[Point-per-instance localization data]
=-=-=

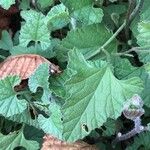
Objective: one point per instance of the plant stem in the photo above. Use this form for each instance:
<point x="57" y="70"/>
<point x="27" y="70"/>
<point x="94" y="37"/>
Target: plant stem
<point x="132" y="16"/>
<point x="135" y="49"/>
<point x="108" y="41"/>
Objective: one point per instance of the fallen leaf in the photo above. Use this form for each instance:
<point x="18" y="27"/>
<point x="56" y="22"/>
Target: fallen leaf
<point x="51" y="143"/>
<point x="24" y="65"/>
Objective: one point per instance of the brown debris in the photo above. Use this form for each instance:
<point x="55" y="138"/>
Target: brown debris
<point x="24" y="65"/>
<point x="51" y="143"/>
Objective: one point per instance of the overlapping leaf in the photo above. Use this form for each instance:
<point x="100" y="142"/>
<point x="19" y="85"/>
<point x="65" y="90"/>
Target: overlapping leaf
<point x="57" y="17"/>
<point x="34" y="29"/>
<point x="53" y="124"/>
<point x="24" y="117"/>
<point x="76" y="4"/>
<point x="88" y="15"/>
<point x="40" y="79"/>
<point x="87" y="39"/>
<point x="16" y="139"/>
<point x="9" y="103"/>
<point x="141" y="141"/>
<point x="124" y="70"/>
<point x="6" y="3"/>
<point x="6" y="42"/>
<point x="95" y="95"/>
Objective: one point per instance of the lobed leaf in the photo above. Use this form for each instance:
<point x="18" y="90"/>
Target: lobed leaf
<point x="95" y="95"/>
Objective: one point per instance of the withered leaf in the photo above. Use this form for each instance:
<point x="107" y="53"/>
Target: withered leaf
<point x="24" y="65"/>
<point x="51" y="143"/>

=-=-=

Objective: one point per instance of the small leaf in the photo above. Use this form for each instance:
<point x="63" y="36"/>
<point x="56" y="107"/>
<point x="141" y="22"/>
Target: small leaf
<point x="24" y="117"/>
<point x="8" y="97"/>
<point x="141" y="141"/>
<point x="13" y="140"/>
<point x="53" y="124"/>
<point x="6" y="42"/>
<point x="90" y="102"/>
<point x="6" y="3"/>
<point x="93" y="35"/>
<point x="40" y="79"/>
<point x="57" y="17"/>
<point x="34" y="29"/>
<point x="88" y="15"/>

=-=-=

» Exercise goal:
The answer should consist of every line above in which "this" appears.

» Output of the task:
Objective: one point per instance of the plant stem in the photo above. Use this form for each instance:
Objective: one point per instance of the fallen leaf in the photo above. Use this form for each instance:
Objective: one point per instance of the brown debris in the photo above. Use this form for each instance:
Objective: one point per instance of the overlapping leaf in the photo above. Use this form for each instance:
Objective: one point per instance of the lobed leaf in the photo above. Use this form for each instance:
Objective: one point per instance of the withered leaf in the photo above. Use this form for each instance:
Objective: one point per instance of the small leaf in the photo above. Use this form for each instance:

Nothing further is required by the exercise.